Collected data:
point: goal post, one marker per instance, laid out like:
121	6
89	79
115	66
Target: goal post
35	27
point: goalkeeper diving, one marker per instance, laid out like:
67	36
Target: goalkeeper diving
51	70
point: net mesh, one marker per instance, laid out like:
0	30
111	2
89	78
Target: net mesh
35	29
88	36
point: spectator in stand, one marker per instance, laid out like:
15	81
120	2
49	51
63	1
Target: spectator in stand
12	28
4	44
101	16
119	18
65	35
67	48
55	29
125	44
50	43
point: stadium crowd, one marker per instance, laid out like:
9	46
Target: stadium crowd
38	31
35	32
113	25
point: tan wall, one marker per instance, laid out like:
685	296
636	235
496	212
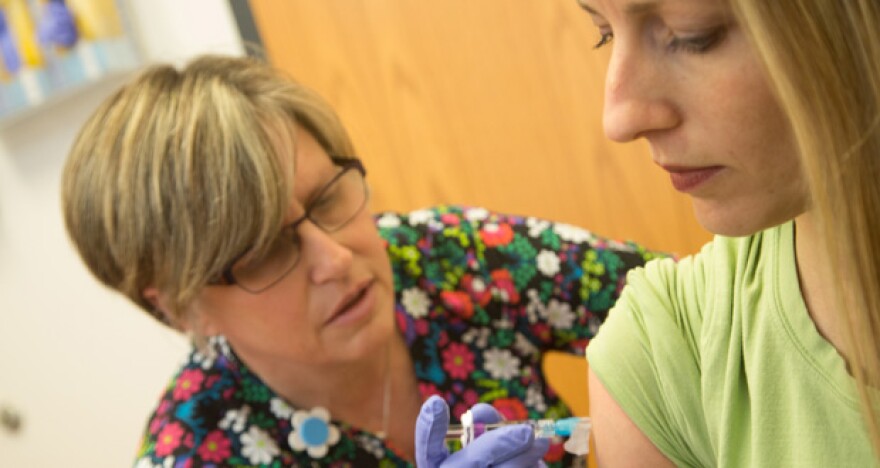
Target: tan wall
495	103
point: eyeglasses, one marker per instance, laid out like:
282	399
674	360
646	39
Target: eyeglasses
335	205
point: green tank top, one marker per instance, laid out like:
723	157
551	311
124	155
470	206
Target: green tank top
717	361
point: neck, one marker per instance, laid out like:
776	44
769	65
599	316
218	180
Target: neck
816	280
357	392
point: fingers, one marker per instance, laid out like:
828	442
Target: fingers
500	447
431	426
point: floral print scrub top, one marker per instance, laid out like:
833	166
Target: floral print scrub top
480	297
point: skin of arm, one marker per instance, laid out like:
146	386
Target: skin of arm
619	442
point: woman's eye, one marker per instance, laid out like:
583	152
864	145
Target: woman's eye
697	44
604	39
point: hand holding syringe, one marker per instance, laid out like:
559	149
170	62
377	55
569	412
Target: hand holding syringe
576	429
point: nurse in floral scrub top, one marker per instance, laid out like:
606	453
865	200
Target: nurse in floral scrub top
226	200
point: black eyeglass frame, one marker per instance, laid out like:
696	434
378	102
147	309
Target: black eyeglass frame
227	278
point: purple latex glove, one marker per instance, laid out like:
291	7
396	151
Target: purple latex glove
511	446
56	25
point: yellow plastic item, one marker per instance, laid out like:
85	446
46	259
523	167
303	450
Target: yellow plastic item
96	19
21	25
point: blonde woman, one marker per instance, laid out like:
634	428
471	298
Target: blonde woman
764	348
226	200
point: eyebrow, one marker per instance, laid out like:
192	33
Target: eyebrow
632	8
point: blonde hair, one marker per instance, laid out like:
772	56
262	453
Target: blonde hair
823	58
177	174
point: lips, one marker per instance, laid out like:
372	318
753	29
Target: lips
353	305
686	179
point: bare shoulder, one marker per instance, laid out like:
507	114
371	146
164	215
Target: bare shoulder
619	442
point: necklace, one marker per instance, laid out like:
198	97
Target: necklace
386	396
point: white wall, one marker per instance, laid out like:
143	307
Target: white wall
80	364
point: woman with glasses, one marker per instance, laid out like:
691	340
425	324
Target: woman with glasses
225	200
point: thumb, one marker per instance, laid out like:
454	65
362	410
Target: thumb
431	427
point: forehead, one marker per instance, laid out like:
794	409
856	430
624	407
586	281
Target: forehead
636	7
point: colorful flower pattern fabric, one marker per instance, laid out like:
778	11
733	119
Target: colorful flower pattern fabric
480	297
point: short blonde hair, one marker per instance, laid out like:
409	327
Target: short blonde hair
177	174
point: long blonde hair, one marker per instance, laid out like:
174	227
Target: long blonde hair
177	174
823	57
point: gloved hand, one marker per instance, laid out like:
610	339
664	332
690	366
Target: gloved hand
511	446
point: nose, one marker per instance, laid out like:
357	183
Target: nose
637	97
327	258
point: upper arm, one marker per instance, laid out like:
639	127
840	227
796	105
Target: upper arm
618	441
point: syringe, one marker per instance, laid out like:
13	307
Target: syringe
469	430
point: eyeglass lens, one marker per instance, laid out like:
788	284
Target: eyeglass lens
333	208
--
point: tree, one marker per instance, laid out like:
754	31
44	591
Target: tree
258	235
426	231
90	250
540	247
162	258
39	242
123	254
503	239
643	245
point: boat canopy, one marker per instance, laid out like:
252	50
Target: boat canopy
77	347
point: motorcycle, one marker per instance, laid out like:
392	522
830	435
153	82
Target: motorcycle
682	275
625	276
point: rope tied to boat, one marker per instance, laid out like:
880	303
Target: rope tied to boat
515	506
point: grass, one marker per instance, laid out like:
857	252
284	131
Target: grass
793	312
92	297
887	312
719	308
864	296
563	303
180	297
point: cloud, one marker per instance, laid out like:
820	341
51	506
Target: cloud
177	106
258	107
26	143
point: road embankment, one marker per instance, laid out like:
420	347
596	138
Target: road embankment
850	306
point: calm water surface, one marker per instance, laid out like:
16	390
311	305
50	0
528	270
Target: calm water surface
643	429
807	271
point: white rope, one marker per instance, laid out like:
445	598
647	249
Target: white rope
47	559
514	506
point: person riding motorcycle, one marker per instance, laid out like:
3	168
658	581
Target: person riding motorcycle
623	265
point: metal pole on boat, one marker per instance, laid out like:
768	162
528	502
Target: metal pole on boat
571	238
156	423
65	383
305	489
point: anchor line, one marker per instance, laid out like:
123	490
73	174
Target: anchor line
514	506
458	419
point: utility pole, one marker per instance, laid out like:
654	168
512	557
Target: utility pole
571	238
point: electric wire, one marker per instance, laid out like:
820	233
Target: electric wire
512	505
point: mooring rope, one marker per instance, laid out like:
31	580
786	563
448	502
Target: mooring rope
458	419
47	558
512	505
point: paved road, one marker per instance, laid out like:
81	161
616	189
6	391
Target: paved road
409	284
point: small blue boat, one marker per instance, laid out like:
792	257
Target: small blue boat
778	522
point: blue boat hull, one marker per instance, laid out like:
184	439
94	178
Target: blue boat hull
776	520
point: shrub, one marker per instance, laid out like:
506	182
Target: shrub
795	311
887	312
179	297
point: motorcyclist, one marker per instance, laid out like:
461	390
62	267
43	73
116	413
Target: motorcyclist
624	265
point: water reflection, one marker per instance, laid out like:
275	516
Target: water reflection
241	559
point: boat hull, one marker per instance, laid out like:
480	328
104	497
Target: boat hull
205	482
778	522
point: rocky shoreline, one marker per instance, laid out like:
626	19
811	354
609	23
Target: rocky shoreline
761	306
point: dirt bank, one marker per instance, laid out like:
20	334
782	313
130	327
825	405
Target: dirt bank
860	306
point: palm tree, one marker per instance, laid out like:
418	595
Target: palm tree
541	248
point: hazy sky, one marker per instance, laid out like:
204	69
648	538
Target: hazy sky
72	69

§ **Prompt**
Identify every line in the collected data that contains the word "shrub", and copy each such line. Case counts.

§ **Solution for this problem**
point: shrub, one marker per instance, laid out like:
Target: shrub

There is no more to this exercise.